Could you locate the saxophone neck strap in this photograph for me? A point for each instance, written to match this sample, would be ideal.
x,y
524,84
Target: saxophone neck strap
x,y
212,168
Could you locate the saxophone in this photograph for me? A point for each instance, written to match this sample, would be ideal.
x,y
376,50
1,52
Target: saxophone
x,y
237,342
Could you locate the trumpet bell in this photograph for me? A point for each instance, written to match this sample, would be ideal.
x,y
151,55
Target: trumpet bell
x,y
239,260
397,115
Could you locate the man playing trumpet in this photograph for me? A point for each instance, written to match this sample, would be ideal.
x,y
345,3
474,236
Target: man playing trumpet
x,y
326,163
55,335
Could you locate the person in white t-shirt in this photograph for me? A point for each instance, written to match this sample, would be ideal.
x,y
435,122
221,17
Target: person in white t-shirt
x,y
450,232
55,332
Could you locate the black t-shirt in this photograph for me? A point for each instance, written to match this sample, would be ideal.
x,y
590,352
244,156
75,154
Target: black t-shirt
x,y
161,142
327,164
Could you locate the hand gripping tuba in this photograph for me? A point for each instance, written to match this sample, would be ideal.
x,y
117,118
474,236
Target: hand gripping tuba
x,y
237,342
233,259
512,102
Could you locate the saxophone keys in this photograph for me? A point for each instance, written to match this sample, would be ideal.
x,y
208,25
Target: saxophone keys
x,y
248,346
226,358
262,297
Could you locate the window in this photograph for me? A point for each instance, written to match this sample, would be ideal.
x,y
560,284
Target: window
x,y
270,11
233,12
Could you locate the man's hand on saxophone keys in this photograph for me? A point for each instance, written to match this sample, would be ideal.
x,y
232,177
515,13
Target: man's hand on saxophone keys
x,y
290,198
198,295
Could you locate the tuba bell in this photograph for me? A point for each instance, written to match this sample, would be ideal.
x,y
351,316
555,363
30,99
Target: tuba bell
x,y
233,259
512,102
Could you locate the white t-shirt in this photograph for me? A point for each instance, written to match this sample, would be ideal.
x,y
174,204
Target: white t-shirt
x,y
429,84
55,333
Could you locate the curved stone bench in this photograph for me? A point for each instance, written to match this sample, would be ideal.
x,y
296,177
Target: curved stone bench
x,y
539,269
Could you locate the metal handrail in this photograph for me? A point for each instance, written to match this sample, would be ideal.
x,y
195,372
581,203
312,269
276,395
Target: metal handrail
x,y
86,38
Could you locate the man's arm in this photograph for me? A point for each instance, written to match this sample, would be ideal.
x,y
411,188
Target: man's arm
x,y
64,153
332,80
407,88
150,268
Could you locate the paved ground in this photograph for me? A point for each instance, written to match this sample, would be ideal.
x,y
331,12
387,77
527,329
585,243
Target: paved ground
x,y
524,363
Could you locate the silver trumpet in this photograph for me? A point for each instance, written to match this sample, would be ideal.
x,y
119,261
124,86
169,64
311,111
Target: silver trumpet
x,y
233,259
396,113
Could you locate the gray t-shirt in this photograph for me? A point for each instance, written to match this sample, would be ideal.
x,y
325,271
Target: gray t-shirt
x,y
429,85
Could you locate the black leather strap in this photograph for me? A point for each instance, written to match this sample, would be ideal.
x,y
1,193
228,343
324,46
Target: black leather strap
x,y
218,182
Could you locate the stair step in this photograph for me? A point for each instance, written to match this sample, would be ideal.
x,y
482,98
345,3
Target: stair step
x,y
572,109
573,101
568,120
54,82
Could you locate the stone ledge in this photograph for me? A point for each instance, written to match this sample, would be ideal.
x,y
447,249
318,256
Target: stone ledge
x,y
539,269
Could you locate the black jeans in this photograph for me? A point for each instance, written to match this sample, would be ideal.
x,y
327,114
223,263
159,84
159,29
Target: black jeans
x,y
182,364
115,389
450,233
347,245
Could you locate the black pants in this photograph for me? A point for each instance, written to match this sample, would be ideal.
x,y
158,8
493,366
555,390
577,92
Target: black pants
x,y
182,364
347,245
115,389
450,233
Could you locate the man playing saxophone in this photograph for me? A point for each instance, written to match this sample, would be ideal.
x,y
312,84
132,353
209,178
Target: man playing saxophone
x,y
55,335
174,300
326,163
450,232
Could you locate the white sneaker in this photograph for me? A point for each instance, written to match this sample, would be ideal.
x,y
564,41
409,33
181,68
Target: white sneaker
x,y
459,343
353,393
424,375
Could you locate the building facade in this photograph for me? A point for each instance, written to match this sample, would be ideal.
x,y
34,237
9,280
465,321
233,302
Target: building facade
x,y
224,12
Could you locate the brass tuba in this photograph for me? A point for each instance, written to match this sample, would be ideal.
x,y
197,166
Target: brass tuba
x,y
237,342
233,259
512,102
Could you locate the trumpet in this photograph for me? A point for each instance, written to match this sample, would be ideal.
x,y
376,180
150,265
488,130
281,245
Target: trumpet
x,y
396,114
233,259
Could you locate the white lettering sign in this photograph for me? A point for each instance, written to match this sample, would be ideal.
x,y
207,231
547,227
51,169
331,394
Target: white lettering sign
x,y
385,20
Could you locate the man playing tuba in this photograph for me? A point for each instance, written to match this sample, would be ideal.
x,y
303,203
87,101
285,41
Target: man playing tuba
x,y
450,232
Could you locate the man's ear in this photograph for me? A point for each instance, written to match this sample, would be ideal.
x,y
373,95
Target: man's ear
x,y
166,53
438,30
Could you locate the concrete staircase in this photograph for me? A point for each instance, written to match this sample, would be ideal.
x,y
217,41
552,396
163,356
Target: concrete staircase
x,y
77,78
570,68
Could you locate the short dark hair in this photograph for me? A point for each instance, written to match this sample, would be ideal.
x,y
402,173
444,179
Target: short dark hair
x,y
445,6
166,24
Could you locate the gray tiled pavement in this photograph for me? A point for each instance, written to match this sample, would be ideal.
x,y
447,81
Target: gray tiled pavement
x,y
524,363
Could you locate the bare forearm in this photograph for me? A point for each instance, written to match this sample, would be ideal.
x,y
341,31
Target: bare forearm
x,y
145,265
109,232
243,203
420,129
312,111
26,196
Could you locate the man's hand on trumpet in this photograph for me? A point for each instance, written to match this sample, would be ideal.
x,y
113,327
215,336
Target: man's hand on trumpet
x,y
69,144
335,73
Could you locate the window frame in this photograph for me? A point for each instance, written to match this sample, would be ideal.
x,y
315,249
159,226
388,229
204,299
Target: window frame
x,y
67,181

****************

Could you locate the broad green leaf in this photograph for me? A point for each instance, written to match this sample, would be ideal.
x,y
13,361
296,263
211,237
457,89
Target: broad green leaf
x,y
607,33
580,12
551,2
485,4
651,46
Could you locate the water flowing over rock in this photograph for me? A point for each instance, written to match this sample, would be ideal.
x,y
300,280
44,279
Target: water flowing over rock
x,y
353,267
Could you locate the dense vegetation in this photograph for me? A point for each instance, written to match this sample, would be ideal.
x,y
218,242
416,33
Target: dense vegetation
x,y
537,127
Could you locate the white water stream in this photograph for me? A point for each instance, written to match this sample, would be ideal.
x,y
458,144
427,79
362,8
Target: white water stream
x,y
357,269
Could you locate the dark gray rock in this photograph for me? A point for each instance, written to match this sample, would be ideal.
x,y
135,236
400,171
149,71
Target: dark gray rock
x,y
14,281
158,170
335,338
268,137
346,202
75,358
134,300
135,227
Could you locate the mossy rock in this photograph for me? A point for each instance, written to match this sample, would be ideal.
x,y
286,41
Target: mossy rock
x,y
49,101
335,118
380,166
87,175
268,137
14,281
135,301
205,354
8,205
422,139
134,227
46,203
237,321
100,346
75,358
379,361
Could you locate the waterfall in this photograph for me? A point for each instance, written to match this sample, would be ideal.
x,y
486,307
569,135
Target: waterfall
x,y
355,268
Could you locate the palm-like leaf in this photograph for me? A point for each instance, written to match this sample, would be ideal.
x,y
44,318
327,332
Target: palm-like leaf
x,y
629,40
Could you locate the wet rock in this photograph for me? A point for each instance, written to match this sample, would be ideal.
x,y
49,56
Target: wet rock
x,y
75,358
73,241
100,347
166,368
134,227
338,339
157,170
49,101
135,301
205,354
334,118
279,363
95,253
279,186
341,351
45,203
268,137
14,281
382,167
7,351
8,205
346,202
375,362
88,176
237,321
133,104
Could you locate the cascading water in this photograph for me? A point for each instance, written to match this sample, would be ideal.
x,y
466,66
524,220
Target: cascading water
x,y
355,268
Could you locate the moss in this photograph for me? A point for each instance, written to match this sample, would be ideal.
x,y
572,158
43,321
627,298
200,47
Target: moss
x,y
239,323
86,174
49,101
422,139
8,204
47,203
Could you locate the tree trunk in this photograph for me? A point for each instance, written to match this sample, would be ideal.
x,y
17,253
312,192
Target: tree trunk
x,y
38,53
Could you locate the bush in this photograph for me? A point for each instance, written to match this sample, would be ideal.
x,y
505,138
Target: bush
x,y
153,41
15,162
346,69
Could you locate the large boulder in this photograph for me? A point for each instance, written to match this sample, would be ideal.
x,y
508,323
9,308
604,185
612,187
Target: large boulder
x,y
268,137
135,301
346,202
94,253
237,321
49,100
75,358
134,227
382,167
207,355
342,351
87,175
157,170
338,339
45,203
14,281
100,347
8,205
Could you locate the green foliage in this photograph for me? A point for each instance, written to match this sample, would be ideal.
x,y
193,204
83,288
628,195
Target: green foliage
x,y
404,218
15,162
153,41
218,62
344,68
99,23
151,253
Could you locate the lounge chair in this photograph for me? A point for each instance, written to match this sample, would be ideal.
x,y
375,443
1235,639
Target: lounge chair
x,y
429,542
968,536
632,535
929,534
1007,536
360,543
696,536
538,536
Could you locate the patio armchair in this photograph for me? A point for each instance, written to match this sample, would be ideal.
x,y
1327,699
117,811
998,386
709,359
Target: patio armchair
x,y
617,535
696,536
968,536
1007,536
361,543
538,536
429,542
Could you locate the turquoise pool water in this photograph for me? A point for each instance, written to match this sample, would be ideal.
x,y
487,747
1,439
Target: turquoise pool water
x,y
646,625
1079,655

****************

#### Given task
List every line in the records above that contains the string "flowing", copying each one in full.

#### Solution to this problem
Could you locate the water flowing over rock in this photograph for me? A point for each instance, written to match this sample, would be ideal.
Target: water flowing over rock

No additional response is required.